- **What needs to be done**:
Continue the movie review about Joe Darrow and his late wife Emily, starting right after its last sentence.

- **Selected passage**:
|---|

Dr. Joe Darrow (Kevin Costner) loses his wife Emily (Susanna Thompson) in a bus accident in Venezuela. Emily who was a pediatric oncologist had been sent there on a medical mercy mission and was trying to leave when the accident occurred. Six months later Joe is having a difficult time coming to grips especially because her body was never recovered. He immerses himself in his work as the head of emergency services but his friends are all very concerned. Concerned that maybe he's going crazy. See Joe who usually doesn't believe in the afterlife thinks Emily may be trying to communicate with him. First he gets weird messages from some of Emily's cancer patients who claim they have talked to Emily and that she wants Joe to go "inside the rainbow." Then at home he feels a presence in the house and thinks his wife may be working some voodoo through many dragonfly references a personal totem to Emily because of a birthmark on her shoulder in the shape of the insect. It's supposed to be spooky right about now but it's more laughable than anything else. The journey Joe finally embarks on leads him back to Venezuela where he desperately searches for a piece of Emily's soul. Can we say closure anyone?

|---|

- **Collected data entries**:
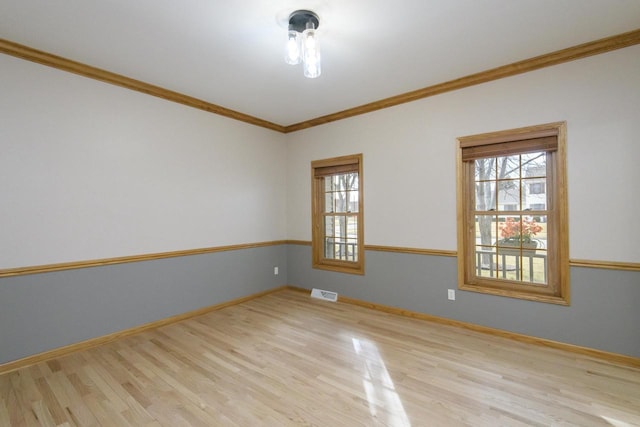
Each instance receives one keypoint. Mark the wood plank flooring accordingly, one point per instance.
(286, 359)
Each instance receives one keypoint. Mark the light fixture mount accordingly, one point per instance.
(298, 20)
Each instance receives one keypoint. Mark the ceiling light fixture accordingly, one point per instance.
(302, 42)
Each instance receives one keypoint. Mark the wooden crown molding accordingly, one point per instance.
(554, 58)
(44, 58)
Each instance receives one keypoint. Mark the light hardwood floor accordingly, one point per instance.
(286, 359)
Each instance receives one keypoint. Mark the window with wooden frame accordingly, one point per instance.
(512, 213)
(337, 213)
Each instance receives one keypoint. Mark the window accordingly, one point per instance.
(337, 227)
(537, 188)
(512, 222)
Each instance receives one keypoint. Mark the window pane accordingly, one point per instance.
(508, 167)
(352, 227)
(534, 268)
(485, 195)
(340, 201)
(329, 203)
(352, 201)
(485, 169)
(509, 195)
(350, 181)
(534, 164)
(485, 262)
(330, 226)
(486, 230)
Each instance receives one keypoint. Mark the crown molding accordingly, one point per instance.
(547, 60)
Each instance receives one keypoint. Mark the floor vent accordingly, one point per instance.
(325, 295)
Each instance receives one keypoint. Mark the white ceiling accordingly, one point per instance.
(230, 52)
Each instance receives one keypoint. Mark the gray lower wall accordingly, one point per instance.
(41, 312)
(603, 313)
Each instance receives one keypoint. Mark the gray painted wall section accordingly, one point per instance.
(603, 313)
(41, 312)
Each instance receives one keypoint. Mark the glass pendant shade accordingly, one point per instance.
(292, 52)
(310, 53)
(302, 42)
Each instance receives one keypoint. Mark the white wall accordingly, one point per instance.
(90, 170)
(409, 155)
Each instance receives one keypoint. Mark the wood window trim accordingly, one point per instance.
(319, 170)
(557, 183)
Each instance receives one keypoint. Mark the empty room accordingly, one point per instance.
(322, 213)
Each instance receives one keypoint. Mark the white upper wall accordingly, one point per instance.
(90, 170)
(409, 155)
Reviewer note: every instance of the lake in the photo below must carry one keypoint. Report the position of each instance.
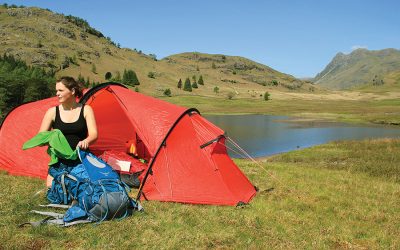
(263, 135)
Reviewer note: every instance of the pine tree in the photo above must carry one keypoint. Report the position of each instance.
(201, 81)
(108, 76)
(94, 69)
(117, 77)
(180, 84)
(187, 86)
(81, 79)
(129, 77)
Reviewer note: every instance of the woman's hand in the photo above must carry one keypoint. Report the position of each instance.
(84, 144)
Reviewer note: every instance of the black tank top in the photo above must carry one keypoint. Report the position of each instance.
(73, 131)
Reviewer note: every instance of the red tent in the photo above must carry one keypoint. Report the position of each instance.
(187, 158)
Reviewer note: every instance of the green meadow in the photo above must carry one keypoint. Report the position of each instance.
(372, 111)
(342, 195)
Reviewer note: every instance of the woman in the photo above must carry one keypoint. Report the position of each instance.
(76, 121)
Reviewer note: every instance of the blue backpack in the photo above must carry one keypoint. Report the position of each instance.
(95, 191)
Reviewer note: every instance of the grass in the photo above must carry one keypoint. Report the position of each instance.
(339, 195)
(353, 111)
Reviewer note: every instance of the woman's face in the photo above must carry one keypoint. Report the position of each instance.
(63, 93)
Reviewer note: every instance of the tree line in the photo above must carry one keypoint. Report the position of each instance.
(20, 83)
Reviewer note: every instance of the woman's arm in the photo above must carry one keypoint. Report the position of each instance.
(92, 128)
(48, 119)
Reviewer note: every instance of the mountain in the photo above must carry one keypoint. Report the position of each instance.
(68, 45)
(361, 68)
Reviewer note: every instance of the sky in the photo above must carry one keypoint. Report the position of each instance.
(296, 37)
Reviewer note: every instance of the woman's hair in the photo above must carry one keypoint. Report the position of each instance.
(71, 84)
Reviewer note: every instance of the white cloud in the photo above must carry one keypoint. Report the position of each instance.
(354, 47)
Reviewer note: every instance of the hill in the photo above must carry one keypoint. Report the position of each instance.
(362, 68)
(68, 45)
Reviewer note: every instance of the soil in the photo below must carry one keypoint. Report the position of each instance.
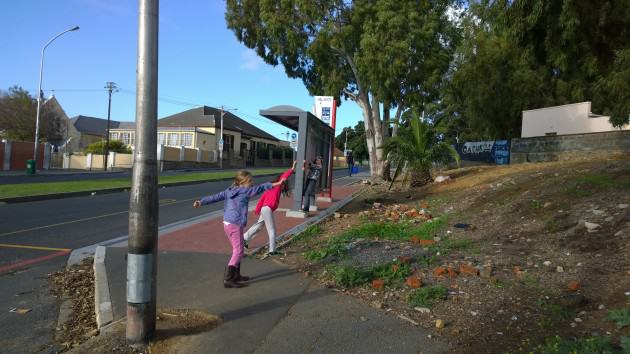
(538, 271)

|---|

- **Answer below**:
Where has the Kevin Costner we all remember from the Dances with Wolves days gone to? Since his Academy Award-winning opus Costner has managed to make as many bad films as he possibly could. Maybe being in a huge-budget film like Waterworld and having it tank miserably (otherwise known as the Heaven's Gate curse) has affected his judgment. In any event Costner does his best to keep afloat in this movie playing the rational Joe a man who is a "mind without a heart." But ultimately he spends most of his time losing his mind over all the strange "happenings" around him rather than playing the part of a grieving husband. Just one word of advice: Get a new agent Kevin. It's also not quite clear why some really great actors such as Kathy Bates and Linda Hunt decided to take small meaningless parts in the film. Everyone in the film is a cliché down to the children on the cancer ward who are wise beyond their years and the disapproving hospital administrator played by Joe Morton who wants Dr. Joe to take a break. There was a colossal waste of talent in this movie.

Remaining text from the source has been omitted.